▶ **EXCERPT PROVIDED**:
----

In 2003 I had the opportunity to curate a permanent exhibition in the Senckenberg Museum in Frankfurt am Main, a world-wide leading Museum for Natural History and a Center for Biodiversity. The exhibition has the title: “From natural history to natural science. Maria Sibylla Merian and the natural cabinets in Frankfurt in the 18th century”.  The focus was the work of Merian as far as it could be represented by her work in the collection of the Senckenberg Museum and Library on one hand and the private collections – like Gerning and others – in Frankfurt on the other hand. The invitation of an art historian by this institution is one of the signs of a fundamental change in the theoretical approaches to science that have become increasingly apparent during the last decades of the twentieth century. Among the most noteworthy features of this process of reassessment is a critical re-appraisal of the traditionally predominant distinction between scientific knowledge and other forms of knowledge – the phenomenology of nature on the one hand, and aesthetics, on the other hand, natural history here, art history here or art on the one hand or knowledge of art history on the one hand and knowledge of artists on the other.

Fig. 3. Impression of the permanent exhibition in the Senckenberg Museum in Frankfurt am Main.

In 2008 Ella Reitsma curated an exhibition in Amsterdam, supported by the entomologist Sandrine Ulenberg, titled: “Maria Sibylla Merian & daughters”. The exhibition – afterwards shown in the Getty Museum – was structured according to the successive phases of Maria Sibylla Merian’s life, like our exhibition in 1997. It was already in 1997 that I stressed that a look at contemporary approaches to the relationship between art and science may be of help to us to understand and assess both Maria Sibylla Merian’s work as an artist-naturalist and the unity of art and science that still existed, at least as a potential, in the seventeenth century. This bond was severed during the eighteenth century, as natural history gave way to natural science. After the avant-garde-artist Marcel Duchamp, many artists since the 1960s did investigations into the relationship between art and science and art and nature. Worthy of note in this connection are Hans Haacke’s “real time systems” of the 1970s or the artist Paul Armand Gette, who was an artist and a trained zoologist. Since the nineties installations dealing with nature attracted attention at many exhibitions. And today there are a lot of artists dealing with biology and art, some of them are both artists and biologists, or they were trained in biology.

It should be discussed in this conference [from now on?] how knowledge about Maria Sibylla Merian’s working process and work could be improved and that means of course: it should be considered how it could be managed to make a critical catalogue. Of course – in my opinion – this is a work of collaboration. A collaboration across the borders and limitations of the sciences: a collective work of biology and botany, ethnology, history, history of the natural sciences and art history. And: including knowledge of artists like Joos van de Plas or others like Marc Dion etc. And also: including the enormous knowledge of filmmakers like Jo Francis and John Fuegi from Kopenhagen. Such a catalogue raisonné in progress as collective work could be published on a world-wide-web platform. My hope for the forthcoming conference: Let us find a new way to explore Merian’s work – the artworks themselves and of course the context she was working in.

* This text follows the introduction of the author, in: Kurt Wettengl (Ed.): Maria Sibylla (1647 – 1717) Merian. Artist and Naturalist, Ostfildern 1998 (Hatje, Thames/Hudson).

----

▶ **SOURCE DATA**:
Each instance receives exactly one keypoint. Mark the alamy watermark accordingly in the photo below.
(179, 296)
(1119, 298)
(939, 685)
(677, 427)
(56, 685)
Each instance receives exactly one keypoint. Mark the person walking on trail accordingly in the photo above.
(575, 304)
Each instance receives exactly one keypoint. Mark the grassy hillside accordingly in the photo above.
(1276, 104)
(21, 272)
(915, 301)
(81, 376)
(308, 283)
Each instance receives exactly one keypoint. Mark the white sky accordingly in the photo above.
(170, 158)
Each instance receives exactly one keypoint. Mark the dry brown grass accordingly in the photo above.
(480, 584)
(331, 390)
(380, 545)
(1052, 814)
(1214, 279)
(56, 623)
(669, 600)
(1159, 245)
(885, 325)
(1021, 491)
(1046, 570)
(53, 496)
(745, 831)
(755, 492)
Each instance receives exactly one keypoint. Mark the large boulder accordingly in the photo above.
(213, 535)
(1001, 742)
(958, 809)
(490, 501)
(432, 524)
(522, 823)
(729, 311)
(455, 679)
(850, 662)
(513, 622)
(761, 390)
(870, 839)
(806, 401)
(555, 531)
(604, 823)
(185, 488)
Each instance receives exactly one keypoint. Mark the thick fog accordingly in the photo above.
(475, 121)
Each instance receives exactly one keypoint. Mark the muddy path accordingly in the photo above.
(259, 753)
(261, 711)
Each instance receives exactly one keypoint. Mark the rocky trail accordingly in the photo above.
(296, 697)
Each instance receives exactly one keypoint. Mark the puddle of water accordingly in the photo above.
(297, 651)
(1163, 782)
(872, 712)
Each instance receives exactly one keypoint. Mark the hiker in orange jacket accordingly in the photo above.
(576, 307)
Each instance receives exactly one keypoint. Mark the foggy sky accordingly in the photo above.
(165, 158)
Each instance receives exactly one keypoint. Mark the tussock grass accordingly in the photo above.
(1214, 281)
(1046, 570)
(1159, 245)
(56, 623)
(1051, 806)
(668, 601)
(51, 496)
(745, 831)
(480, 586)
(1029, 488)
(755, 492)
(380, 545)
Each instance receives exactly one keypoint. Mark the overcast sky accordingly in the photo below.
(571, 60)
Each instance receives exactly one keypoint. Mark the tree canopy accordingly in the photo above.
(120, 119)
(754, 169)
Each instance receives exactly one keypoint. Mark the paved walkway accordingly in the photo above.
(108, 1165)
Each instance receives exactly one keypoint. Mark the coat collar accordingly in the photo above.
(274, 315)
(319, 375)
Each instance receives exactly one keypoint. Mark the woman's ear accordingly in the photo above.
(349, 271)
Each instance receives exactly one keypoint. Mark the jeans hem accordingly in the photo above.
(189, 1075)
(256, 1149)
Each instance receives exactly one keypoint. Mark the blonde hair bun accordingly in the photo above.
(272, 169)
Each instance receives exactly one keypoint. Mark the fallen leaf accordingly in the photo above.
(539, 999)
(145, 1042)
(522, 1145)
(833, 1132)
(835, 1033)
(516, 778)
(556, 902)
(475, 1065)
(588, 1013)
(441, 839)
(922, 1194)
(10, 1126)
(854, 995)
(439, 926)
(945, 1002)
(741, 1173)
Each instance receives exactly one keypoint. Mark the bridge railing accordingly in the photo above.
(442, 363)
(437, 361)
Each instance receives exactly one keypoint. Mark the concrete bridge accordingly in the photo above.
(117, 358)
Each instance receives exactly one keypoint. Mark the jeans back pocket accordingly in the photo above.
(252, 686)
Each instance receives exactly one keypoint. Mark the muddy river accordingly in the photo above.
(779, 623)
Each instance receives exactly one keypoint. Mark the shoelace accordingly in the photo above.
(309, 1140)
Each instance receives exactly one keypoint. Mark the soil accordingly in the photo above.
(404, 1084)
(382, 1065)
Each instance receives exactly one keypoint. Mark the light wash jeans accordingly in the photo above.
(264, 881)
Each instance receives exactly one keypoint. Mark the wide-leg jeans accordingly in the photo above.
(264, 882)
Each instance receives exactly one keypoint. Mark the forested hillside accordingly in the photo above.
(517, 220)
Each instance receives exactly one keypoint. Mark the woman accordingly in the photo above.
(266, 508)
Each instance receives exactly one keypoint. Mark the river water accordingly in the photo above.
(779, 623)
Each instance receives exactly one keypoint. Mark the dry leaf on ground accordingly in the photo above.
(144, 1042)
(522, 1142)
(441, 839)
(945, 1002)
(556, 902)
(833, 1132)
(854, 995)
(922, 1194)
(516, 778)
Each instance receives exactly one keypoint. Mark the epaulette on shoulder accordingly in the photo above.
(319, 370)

----

In the text on Maria Sibylla Merian exhibitions, where was the Amsterdam exhibition curated by Ella Reitsma shown afterwards? The rows have nothing to do with what comes next.

The Getty Museum.